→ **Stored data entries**
------------------------------------

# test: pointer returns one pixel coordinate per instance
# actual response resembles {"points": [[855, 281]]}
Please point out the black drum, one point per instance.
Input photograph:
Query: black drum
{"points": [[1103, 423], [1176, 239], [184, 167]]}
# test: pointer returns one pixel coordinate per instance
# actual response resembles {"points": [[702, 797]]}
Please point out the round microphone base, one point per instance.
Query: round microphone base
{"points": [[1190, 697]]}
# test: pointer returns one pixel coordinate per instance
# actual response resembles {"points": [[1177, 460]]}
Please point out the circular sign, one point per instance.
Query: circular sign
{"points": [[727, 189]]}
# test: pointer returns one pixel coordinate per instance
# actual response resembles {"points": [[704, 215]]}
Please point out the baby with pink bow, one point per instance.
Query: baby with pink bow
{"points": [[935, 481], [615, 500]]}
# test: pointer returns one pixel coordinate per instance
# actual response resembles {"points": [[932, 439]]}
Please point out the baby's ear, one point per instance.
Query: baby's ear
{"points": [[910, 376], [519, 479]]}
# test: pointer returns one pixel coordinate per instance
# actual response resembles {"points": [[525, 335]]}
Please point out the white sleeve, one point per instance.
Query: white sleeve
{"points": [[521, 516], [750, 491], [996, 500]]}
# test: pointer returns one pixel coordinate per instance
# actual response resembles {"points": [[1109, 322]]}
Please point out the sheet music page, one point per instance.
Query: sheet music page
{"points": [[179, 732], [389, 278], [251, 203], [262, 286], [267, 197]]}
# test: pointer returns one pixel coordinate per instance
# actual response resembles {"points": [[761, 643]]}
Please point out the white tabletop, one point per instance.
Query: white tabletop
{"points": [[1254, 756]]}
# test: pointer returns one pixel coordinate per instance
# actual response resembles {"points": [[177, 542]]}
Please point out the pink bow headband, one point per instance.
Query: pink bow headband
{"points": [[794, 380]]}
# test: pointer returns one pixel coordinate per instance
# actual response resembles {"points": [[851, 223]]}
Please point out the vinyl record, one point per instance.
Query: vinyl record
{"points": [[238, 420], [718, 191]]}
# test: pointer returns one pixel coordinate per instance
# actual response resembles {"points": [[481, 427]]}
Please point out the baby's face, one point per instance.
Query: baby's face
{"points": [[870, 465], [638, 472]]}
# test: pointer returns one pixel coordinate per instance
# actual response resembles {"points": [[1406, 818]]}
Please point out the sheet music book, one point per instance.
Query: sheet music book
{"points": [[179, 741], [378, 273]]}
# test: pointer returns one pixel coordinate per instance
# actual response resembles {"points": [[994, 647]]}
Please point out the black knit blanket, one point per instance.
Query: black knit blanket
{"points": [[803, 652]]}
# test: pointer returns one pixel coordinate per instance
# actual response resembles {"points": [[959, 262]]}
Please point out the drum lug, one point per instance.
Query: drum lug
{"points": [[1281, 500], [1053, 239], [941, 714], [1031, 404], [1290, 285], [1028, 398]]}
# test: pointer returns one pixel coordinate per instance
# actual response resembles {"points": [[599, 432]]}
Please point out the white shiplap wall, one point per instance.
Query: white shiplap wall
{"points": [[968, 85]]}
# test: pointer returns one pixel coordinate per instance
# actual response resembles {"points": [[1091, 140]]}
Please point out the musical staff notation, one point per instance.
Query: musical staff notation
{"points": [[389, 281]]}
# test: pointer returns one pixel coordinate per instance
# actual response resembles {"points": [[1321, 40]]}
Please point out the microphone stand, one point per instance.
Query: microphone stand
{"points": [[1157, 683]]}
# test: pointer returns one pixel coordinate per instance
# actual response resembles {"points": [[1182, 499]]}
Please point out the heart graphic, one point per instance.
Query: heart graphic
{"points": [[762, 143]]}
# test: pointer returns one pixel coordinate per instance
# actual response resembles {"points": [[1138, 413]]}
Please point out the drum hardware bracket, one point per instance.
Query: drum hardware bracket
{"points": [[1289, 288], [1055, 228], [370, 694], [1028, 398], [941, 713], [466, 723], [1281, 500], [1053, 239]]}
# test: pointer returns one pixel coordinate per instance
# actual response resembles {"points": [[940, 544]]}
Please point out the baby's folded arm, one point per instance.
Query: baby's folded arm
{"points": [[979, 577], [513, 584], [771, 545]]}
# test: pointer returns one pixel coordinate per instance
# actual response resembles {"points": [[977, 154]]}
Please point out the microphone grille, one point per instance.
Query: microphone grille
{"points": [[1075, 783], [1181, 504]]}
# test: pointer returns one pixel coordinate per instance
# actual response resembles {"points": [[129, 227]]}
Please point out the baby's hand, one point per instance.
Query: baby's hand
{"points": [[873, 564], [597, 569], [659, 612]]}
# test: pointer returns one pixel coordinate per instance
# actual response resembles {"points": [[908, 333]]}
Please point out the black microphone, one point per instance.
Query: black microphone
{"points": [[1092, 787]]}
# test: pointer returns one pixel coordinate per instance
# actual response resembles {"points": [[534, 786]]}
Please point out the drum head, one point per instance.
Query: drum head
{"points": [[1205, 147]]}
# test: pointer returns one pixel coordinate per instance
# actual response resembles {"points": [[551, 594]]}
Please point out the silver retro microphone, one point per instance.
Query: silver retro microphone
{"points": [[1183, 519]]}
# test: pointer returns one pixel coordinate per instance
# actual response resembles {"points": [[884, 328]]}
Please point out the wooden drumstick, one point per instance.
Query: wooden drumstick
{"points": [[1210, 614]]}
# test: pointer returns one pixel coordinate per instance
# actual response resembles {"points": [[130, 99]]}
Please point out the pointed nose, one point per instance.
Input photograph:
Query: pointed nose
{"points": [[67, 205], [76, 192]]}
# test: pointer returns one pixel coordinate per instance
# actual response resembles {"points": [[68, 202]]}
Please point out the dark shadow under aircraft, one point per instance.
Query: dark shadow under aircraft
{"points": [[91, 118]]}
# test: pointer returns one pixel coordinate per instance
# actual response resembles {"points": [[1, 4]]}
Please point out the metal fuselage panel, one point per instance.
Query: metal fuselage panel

------------------------------------

→ **Assignment**
Give back all the records exactly as they stand.

→ **Task output**
# test: pointer returns one pixel coordinate per instance
# actual response resembles {"points": [[855, 281]]}
Please point out the black drum, one point per instance.
Input photograph:
Query: black drum
{"points": [[1103, 423], [1176, 239], [184, 167]]}
# test: pointer returns one pixel coordinate per instance
# actual response resembles {"points": [[702, 797]]}
Please point out the round microphone base, one point per instance.
Query: round microphone base
{"points": [[1190, 697]]}
# test: pointer returns one pixel coordinate per instance
# actual response resembles {"points": [[1177, 460]]}
Please point out the circular sign, one point per instance.
Query: circular sign
{"points": [[727, 189]]}
# test: pointer returns one pixel coordinate per instance
# actual response resembles {"points": [[704, 215]]}
Please point out the baby with pink bow, one point per instance.
Query: baby with pink bow
{"points": [[935, 481], [615, 500]]}
# test: pointer returns one pixel coordinate per instance
# actual response resembles {"points": [[932, 439]]}
Please point out the baby's ear, one point per instance.
Query: baby's ear
{"points": [[910, 376], [519, 479]]}
# test: pointer returns one pixel coordinate per instance
# actual response resembles {"points": [[525, 335]]}
Please point out the white sleeve, one point per instance.
Query: white sleeve
{"points": [[521, 516], [750, 491], [996, 500]]}
# test: pointer returns one pixel coordinate per instance
# actual response resembles {"points": [[1109, 322]]}
Please point out the sheet music page, one point per instance.
Query: sheet music page
{"points": [[179, 732], [389, 278], [251, 203], [262, 286], [267, 197]]}
# test: pointer returns one pixel coordinate per instance
# actual response resembles {"points": [[761, 643]]}
Please point out the white tabletop, one point per instance.
Query: white tabletop
{"points": [[1254, 756]]}
# test: pointer returns one pixel coordinate per instance
# actual response resembles {"points": [[177, 542]]}
Please point out the pink bow headband, one point per instance.
Query: pink bow headband
{"points": [[794, 380]]}
# test: pointer returns one pixel coordinate per instance
# actual response resembles {"points": [[851, 223]]}
Please point out the vinyl record, one point per instance.
Query: vinyl record
{"points": [[238, 420], [718, 191]]}
# test: pointer returns one pixel coordinate per instance
# actual response resembles {"points": [[481, 427]]}
Please point out the baby's face, one point per instance.
Query: baby's face
{"points": [[870, 465], [638, 472]]}
# test: pointer returns one pixel coordinate per instance
# actual response resembles {"points": [[1406, 818]]}
Please point out the sheet music book, one point per instance.
Query: sheet music book
{"points": [[179, 741], [378, 273]]}
# test: pointer returns one pixel coordinate per instance
# actual response resembles {"points": [[994, 647]]}
Please point out the black knit blanket, one point per instance.
Query: black knit blanket
{"points": [[803, 652]]}
# test: pointer returns one pixel coordinate per instance
# actual response resembles {"points": [[959, 262]]}
Please point out the drum lug, one point per instance.
Query: drum lug
{"points": [[1281, 500], [1053, 239], [941, 714], [1031, 404], [1290, 285], [1028, 398]]}
# test: pointer returns one pixel coordinate per instance
# actual response resembles {"points": [[599, 432]]}
Please point out the white shiplap wall, one point per instance.
Query: white shiplap wall
{"points": [[968, 85]]}
# test: pointer returns one pixel coordinate per instance
# actual response resembles {"points": [[1091, 140]]}
Please point out the musical staff notation, one point per instance.
Query: musical staff notation
{"points": [[389, 281]]}
# test: pointer returns one pixel coordinate per instance
# actual response resembles {"points": [[1321, 40]]}
Please point out the microphone stand, one point per instance.
Query: microphone stand
{"points": [[1157, 683]]}
# test: pointer returns one pixel coordinate per instance
# actual response resembles {"points": [[1182, 499]]}
Please point out the heart graphic, one point per instance.
Query: heart graphic
{"points": [[762, 143]]}
# test: pointer returns one pixel coordinate per instance
# actual response resembles {"points": [[1138, 413]]}
Please point out the drum hardware bracket, one point per instance.
Query: drum hardware bracket
{"points": [[1289, 288], [1055, 228], [370, 694], [1028, 398], [941, 713], [466, 723], [1281, 500], [1053, 239]]}
# test: pointer returns one pixel coordinate per instance
# actual response resembles {"points": [[940, 544]]}
Please point out the baby's folded arm, one point per instance.
Query: baby's folded arm
{"points": [[979, 577], [513, 584], [771, 545]]}
# test: pointer returns one pixel coordinate per instance
# actual response resembles {"points": [[977, 154]]}
Please point out the microphone grille, one point per instance.
Query: microphone grille
{"points": [[1075, 783], [1181, 504]]}
# test: pointer returns one pixel coordinate per instance
# actual response resembles {"points": [[129, 227]]}
Please point out the baby's hand, one point per instance.
Query: baby's hand
{"points": [[873, 564], [597, 569], [659, 612]]}
# test: pointer returns one pixel coordinate per instance
# actual response resembles {"points": [[908, 333]]}
Please point out the black microphone, one point per instance.
Query: black microphone
{"points": [[1092, 787]]}
# test: pointer returns one pixel coordinate per instance
# actual response resembles {"points": [[534, 786]]}
Please point out the drum head, one point per instance.
Query: drum head
{"points": [[1205, 147]]}
# test: pointer returns one pixel coordinate per instance
# actual response resembles {"points": [[551, 594]]}
Please point out the silver retro microphone, one point per instance.
Query: silver retro microphone
{"points": [[1183, 519]]}
# test: pointer returns one pixel coordinate per instance
# actual response resembles {"points": [[884, 328]]}
Please point out the wooden drumstick, one point per instance.
Query: wooden drumstick
{"points": [[1210, 614]]}
# test: pointer returns one pixel coordinate per instance
# actual response resembles {"points": [[130, 99]]}
Please point out the pointed nose, one point per instance.
Input photograph:
Query: pointed nose
{"points": [[67, 205], [76, 192]]}
# test: pointer returns one pixel coordinate per instance
# actual response resembles {"points": [[68, 202]]}
Please point out the dark shadow under aircraft, one point per instance.
Query: dark shadow under aircraft
{"points": [[91, 118]]}
# test: pointer returns one pixel coordinate per instance
# actual response resembles {"points": [[1, 4]]}
Please point out the metal fuselage panel, one point per instance.
Query: metal fuselage panel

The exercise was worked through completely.